▶ **Task prompt**: Search the records below for the word "green", then return every line where it appears.

Entries taken from a collection
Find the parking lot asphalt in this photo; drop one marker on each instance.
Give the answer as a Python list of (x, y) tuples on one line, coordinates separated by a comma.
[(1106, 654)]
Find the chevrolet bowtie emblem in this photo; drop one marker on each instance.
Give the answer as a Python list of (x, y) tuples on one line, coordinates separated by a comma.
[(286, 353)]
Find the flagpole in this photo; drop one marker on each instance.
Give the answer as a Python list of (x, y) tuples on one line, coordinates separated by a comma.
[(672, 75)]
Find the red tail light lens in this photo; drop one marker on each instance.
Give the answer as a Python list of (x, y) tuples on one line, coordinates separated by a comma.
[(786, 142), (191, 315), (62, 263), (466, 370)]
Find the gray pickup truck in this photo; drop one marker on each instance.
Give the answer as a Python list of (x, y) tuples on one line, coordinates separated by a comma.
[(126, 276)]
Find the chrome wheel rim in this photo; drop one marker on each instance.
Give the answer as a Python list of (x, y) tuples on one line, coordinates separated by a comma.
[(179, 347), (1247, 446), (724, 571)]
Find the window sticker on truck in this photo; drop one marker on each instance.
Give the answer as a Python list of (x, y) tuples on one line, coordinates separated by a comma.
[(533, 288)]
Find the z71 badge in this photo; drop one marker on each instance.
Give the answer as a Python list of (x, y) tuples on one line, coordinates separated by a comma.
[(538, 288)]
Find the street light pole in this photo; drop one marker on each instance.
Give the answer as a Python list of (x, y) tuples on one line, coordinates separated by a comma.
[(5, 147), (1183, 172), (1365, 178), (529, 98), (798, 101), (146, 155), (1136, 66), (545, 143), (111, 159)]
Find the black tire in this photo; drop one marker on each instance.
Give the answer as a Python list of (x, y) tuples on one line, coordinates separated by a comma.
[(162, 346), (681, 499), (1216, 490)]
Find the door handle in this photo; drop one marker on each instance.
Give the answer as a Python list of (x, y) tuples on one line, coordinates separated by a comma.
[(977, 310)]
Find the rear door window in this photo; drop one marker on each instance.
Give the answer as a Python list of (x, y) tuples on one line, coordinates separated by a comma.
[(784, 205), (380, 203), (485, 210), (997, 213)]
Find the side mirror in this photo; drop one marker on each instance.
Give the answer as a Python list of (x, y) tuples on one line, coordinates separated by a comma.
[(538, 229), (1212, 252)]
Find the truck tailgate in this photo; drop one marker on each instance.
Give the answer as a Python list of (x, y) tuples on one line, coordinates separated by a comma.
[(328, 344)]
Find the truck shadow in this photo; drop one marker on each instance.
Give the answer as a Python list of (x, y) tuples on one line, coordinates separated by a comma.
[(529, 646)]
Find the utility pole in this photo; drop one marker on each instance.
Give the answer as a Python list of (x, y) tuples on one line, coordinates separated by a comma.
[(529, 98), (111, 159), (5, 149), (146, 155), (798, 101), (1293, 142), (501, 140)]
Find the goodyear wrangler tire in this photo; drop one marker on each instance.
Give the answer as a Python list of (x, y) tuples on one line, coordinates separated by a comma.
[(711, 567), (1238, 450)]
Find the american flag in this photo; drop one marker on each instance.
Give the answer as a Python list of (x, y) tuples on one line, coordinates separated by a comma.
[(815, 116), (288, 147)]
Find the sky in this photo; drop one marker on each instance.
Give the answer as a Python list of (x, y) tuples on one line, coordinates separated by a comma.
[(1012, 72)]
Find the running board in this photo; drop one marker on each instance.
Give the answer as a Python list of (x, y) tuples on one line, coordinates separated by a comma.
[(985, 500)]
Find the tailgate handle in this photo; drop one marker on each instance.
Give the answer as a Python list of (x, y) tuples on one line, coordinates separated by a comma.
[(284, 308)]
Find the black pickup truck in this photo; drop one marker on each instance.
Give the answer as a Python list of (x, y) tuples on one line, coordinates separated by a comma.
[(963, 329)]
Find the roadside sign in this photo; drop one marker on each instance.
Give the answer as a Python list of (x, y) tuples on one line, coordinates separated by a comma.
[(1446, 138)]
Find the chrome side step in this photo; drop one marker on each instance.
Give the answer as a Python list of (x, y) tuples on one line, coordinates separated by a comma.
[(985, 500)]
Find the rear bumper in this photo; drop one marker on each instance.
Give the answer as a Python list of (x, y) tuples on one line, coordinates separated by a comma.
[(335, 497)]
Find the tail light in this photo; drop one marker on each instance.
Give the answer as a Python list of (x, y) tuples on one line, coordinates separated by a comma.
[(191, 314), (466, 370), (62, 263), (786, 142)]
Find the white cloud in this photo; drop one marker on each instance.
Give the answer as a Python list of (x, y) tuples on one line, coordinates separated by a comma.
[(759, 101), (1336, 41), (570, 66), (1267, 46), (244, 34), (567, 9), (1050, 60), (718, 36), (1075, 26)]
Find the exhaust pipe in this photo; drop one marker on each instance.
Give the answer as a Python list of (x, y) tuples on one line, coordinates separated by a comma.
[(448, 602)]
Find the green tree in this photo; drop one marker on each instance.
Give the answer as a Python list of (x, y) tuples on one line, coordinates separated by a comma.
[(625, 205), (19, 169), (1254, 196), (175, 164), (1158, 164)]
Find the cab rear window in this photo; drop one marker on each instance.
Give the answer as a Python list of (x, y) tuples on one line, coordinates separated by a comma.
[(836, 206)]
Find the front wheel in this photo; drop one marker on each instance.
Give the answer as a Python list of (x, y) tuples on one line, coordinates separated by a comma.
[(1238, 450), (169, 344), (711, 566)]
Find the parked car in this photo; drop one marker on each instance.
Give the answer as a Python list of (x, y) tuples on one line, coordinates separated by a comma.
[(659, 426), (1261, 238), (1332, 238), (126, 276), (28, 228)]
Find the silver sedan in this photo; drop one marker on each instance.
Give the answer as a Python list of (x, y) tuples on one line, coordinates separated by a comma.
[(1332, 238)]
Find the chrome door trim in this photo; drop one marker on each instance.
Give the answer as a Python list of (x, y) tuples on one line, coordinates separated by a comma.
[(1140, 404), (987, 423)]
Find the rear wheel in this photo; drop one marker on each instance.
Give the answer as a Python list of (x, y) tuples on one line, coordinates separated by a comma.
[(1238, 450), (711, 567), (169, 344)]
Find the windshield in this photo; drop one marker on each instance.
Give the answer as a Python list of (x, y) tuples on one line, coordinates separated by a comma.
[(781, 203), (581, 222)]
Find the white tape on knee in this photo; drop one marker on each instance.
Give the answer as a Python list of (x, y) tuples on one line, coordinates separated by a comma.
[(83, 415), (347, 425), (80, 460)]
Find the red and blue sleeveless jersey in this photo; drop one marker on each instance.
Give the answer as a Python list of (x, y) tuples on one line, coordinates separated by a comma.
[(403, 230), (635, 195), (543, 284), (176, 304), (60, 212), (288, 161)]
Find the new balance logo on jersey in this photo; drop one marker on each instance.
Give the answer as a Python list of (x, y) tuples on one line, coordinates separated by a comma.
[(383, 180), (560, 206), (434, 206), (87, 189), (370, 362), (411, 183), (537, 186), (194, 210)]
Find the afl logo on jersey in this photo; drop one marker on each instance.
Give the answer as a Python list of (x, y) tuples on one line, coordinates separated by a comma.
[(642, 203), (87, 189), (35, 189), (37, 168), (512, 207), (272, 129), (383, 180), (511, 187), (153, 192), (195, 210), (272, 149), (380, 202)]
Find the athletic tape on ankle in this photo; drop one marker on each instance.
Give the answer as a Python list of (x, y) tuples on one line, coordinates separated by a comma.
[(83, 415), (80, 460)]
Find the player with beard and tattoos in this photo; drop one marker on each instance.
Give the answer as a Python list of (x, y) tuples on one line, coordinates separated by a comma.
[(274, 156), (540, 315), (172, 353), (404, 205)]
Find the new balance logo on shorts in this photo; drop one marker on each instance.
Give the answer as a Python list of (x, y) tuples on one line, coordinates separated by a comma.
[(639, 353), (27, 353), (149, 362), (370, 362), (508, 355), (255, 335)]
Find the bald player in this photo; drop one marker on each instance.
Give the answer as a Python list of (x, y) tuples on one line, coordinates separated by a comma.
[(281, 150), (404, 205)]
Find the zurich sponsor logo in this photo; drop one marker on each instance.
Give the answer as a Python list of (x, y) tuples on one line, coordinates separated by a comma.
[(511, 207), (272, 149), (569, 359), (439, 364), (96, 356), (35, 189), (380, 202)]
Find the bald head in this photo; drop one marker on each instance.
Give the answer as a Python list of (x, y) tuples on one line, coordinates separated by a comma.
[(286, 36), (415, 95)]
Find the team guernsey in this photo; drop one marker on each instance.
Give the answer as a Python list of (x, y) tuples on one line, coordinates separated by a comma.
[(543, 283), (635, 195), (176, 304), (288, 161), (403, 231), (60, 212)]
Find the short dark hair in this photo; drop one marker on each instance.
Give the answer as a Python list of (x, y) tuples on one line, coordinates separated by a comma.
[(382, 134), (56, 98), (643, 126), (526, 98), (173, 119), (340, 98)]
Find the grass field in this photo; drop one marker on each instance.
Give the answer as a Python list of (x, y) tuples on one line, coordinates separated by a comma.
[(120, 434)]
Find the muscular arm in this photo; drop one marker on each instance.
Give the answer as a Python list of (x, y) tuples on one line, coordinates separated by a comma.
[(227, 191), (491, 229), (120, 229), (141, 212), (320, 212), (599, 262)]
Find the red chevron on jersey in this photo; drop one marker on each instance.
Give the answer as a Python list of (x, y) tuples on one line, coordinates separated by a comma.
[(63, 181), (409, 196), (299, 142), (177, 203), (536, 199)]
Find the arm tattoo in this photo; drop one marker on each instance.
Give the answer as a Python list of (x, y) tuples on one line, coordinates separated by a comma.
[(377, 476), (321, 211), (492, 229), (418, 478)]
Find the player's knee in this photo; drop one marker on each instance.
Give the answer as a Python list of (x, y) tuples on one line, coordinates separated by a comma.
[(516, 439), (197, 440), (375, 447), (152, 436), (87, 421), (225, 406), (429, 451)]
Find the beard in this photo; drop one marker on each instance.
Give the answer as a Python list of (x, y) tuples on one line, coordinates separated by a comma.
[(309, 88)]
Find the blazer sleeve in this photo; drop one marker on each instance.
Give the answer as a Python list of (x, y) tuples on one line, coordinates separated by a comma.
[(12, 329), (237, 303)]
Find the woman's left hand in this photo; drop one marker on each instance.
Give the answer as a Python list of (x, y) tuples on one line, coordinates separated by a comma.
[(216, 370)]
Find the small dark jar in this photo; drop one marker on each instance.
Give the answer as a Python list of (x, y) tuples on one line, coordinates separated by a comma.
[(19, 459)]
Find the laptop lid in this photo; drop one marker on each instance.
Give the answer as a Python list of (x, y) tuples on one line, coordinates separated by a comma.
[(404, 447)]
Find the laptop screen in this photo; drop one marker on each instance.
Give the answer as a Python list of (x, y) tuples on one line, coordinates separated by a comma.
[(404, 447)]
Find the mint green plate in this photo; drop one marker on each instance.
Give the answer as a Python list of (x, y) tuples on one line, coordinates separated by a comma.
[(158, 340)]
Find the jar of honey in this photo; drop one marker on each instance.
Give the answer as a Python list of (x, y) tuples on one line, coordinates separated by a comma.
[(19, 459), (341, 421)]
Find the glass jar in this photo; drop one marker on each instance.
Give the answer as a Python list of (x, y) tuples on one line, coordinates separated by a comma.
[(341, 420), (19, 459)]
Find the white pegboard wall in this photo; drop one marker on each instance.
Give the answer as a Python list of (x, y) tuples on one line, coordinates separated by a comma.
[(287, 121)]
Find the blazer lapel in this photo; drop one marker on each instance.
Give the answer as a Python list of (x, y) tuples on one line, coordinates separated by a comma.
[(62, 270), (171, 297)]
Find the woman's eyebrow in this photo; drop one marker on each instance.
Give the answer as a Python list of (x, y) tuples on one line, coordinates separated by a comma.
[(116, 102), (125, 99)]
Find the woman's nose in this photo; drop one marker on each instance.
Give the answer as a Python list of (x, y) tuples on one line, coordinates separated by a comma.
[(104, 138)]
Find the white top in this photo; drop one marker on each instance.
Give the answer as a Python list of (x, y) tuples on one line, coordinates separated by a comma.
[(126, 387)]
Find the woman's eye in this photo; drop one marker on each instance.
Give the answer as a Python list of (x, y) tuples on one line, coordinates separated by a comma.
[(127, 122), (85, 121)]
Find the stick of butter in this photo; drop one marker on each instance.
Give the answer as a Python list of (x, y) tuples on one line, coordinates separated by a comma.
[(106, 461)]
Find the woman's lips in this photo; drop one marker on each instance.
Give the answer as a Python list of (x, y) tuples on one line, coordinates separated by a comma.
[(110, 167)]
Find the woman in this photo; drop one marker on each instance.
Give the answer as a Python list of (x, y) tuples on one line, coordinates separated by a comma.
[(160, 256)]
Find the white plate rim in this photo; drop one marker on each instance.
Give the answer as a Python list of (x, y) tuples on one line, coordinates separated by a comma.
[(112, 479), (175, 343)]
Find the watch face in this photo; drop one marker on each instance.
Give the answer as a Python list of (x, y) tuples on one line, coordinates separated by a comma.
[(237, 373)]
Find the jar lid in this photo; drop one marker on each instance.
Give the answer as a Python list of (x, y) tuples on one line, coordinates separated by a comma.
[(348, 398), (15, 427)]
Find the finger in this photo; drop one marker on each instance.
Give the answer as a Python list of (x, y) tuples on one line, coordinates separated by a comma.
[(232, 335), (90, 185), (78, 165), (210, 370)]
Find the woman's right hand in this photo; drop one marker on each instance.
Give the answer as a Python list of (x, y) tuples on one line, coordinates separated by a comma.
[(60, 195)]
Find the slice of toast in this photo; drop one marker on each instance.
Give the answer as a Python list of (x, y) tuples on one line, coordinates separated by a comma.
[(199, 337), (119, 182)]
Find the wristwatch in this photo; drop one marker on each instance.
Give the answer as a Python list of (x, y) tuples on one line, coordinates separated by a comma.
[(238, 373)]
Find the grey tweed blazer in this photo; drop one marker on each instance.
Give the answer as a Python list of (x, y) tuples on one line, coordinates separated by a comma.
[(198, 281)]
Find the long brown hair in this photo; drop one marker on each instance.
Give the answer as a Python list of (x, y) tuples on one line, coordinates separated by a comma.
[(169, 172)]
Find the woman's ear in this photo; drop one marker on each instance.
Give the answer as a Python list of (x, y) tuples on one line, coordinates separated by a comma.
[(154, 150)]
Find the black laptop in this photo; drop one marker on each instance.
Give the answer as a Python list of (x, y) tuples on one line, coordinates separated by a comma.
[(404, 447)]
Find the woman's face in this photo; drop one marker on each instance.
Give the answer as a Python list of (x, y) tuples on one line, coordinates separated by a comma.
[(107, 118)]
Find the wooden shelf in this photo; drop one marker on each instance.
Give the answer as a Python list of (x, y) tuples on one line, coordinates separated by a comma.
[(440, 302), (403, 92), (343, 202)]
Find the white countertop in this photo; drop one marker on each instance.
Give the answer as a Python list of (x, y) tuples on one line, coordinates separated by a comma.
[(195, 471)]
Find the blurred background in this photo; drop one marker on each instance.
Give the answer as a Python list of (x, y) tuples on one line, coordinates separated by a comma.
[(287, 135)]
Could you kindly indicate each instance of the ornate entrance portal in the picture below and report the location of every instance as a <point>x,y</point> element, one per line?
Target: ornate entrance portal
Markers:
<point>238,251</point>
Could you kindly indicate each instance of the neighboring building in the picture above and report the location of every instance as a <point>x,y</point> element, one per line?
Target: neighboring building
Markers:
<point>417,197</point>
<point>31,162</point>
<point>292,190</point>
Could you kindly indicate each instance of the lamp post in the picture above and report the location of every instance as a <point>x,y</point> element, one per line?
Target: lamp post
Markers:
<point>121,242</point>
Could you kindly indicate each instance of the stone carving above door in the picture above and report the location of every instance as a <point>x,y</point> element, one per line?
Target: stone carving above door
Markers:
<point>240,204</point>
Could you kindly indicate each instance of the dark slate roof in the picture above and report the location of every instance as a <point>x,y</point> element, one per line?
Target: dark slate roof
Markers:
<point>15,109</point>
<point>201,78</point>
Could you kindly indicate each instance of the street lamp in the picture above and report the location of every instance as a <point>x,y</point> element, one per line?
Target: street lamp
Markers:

▶ **Output for this task**:
Find the green tree in this photo; drop one marker on each instance.
Find the mint green plate in this photo; drop one marker on each instance.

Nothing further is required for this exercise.